[Document text]

Residents comment on justice center projectDecember 22, 2020
By CHRISTINE STEPHENSON
JASPER — The Dubois County Commissioners heard public comment from several residents about the justice center project Monday morning. The commissioners ultimately decided to continue with the construction documents for the judicial center and plan to discuss bids and other details at a later date.
The project, which the commissioners said has been in the works for years, includes improvements to the Dubois County Security Center, a new jail pod and expansion and improvements to the Dubois County Community Corrections Center. The idea of a judicial center, which would include courtrooms and space for the other justice offices, was removed this summer due to cost concerns during the pandemic.
Now that the project is being considered again, the commissioners heard both approval and concern from several downtown merchants and Dubois County Senior Judge William Weikert.
Before the public comment period, Commissioner Chad Blessinger discussed why he thinks the project is a good idea. Some have approached him and asked why the project is being considered now if it’s not an absolute necessity yet. He said there will likely be at least a 3% increase in cost every year.
“The price is never gonna be cheaper than it is today,” he said.

[Dataset records]

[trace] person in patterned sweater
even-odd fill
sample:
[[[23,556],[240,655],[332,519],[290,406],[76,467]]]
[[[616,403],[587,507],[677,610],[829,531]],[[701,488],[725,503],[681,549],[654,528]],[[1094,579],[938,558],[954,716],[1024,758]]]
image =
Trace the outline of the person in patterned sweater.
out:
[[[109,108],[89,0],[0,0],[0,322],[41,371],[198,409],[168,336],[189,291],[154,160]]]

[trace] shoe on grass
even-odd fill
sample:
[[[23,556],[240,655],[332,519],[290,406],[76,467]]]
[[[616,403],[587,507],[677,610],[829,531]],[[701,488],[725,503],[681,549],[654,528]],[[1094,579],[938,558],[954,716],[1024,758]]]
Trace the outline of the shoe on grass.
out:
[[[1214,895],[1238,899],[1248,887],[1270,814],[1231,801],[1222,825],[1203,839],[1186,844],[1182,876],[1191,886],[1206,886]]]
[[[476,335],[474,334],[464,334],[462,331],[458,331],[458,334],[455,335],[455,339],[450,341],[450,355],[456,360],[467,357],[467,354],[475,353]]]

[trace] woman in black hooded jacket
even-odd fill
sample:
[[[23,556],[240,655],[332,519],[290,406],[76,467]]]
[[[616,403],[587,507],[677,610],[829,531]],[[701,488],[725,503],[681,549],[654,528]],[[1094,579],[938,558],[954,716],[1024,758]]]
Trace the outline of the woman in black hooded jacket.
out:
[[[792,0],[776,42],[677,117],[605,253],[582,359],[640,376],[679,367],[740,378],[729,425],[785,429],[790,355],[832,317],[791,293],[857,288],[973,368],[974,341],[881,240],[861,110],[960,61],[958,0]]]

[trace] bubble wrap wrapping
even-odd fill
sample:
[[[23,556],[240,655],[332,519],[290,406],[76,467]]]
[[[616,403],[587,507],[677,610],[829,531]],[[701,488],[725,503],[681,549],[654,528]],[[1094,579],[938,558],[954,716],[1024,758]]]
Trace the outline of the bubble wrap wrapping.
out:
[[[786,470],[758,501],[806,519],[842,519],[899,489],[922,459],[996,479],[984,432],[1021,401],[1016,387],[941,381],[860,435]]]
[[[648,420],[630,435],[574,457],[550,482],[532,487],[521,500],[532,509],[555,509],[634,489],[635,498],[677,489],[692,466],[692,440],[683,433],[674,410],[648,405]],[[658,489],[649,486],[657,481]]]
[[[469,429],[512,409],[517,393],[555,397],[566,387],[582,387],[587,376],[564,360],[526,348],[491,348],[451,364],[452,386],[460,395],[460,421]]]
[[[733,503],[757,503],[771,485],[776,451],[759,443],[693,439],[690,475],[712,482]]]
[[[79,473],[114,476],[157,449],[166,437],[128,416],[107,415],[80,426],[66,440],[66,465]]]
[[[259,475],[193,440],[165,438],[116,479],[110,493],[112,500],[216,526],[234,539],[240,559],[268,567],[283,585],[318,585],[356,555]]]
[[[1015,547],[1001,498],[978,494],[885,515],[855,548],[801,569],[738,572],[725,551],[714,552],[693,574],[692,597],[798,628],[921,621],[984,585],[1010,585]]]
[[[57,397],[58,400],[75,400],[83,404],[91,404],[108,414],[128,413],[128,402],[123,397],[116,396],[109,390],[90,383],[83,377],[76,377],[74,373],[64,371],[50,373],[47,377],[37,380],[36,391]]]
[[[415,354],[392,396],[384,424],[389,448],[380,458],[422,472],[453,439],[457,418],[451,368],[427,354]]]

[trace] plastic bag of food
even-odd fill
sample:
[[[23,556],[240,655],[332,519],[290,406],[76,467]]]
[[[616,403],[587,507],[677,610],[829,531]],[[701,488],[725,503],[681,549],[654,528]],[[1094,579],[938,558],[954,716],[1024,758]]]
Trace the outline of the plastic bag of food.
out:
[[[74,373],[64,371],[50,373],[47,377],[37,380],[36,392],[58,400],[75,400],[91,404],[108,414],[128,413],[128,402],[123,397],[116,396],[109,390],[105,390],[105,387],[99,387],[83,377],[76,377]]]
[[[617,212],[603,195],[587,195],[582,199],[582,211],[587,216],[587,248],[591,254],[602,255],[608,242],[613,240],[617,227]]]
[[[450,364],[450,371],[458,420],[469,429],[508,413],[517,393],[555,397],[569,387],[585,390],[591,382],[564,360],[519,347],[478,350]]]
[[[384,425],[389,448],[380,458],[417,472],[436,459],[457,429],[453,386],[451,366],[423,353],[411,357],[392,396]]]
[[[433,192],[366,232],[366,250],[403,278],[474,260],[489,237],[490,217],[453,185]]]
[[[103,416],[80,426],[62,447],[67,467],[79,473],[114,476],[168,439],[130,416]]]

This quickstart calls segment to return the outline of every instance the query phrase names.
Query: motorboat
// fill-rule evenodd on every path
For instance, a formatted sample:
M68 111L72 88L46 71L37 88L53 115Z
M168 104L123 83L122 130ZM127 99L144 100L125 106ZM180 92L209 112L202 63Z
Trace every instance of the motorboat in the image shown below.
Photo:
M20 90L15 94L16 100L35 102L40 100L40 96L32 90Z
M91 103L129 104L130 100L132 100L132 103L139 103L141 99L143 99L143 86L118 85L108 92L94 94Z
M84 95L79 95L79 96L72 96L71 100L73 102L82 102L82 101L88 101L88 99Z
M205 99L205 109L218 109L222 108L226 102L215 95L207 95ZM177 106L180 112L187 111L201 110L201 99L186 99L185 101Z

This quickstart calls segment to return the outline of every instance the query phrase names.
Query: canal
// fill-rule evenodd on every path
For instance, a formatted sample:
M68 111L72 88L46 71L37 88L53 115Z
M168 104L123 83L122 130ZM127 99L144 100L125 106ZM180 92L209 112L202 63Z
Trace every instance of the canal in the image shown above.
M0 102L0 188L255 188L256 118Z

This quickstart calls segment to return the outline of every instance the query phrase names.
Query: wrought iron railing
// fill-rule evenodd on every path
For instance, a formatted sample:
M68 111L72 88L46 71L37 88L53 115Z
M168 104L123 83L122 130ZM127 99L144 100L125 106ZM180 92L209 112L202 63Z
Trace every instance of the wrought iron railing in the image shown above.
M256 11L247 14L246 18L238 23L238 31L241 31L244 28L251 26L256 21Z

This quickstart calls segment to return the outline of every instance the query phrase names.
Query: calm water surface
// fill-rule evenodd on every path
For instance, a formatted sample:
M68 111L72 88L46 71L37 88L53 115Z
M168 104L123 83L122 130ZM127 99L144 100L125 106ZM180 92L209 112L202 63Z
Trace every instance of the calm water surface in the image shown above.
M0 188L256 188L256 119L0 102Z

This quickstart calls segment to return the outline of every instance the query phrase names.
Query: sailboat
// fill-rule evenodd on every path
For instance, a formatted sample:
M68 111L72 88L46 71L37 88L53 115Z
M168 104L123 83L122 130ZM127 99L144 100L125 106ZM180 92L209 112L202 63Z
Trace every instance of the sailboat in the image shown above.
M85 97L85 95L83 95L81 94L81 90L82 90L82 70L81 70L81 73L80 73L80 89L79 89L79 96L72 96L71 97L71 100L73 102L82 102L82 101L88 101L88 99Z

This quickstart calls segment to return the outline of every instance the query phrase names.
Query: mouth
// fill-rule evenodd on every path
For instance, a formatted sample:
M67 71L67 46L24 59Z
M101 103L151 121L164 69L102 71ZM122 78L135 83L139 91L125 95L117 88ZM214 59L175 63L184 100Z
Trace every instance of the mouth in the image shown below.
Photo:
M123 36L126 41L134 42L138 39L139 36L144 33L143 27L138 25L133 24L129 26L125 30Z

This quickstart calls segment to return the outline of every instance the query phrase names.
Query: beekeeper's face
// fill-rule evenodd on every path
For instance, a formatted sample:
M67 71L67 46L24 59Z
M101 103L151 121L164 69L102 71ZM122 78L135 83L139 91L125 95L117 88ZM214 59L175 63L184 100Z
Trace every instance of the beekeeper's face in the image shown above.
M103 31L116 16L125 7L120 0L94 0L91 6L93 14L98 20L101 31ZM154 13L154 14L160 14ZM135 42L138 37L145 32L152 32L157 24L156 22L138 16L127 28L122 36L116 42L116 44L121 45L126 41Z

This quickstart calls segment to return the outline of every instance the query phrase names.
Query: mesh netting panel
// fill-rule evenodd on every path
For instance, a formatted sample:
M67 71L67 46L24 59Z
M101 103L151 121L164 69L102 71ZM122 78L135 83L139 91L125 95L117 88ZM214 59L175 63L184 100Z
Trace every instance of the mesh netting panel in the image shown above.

[Problem details] Return the passage of the justice center article starting at "Residents comment on" and ending at "during the pandemic.", copied word for word.

[Reply]
Residents comment on justice center projectDecember 22, 2020
By CHRISTINE STEPHENSON
JASPER — The Dubois County Commissioners heard public comment from several residents about the justice center project Monday morning. The commissioners ultimately decided to continue with the construction documents for the judicial center and plan to discuss bids and other details at a later date.
The project, which the commissioners said has been in the works for years, includes improvements to the Dubois County Security Center, a new jail pod and expansion and improvements to the Dubois County Community Corrections Center. The idea of a judicial center, which would include courtrooms and space for the other justice offices, was removed this summer due to cost concerns during the pandemic.